[INFORMATION SUPPLIED start]

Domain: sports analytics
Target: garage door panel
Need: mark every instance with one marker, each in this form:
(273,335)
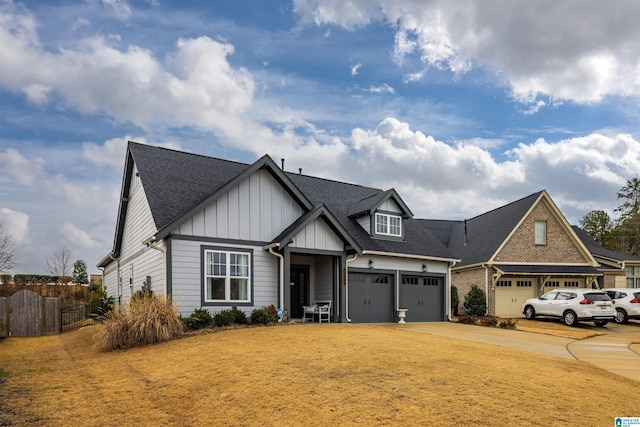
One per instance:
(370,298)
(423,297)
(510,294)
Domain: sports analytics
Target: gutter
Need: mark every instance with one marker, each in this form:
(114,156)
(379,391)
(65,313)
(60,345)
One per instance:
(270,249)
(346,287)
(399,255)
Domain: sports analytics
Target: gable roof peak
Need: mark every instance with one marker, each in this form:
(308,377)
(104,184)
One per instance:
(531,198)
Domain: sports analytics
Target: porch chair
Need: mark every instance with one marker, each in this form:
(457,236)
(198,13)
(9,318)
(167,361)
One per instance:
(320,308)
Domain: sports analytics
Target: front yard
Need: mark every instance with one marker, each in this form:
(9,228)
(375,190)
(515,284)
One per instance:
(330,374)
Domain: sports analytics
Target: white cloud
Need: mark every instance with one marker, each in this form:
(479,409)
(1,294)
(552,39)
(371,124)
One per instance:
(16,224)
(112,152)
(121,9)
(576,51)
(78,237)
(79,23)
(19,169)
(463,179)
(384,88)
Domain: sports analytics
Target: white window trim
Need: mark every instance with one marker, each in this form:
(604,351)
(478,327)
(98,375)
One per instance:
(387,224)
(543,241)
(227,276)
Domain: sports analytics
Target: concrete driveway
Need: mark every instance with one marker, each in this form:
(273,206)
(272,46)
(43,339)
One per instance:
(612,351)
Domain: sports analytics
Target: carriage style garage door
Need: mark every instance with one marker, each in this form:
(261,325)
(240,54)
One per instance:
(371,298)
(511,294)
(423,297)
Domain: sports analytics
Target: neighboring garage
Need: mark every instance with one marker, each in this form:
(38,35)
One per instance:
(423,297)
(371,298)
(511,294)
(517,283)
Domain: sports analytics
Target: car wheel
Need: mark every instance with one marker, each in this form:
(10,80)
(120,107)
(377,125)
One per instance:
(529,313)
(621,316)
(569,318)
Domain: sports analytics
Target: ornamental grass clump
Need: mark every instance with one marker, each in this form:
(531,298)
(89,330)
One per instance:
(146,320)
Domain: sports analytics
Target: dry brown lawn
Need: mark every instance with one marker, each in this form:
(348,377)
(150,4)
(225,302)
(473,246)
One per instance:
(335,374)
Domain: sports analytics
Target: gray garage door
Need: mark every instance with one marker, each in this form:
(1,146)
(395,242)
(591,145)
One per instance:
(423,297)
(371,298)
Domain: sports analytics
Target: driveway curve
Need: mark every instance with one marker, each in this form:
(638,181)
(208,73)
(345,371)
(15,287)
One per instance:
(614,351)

[INFORMATION SUPPLIED end]
[INFORMATION SUPPLIED start]

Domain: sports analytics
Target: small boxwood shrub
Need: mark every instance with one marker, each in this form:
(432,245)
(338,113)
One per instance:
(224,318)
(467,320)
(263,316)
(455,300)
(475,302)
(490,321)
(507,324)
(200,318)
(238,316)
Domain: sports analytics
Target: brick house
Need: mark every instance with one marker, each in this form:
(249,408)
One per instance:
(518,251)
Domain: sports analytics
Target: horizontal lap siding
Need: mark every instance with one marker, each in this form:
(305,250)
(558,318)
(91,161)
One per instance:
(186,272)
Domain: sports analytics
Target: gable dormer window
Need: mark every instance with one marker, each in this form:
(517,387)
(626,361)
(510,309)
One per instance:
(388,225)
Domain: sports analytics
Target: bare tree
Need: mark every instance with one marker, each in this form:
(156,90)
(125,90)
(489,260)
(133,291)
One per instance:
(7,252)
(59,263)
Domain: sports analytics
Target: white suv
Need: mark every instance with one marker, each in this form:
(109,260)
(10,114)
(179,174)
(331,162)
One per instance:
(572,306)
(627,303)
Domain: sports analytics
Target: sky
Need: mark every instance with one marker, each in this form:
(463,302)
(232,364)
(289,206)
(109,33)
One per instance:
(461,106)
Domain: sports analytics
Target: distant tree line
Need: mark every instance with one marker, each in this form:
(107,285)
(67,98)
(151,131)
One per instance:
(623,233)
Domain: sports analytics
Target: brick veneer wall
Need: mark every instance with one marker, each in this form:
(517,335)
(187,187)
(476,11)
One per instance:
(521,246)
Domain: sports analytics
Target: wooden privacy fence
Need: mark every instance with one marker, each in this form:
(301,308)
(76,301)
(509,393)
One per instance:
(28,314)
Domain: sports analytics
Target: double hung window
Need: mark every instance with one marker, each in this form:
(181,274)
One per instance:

[INFORMATION SUPPLIED end]

> **WHAT THE TASK REQUIRES**:
Extract every line from both blocks of items above that contains the word "tree", copying each such line in full.

> **FINAL RESULT**:
Target: bare tree
Target: distant tree line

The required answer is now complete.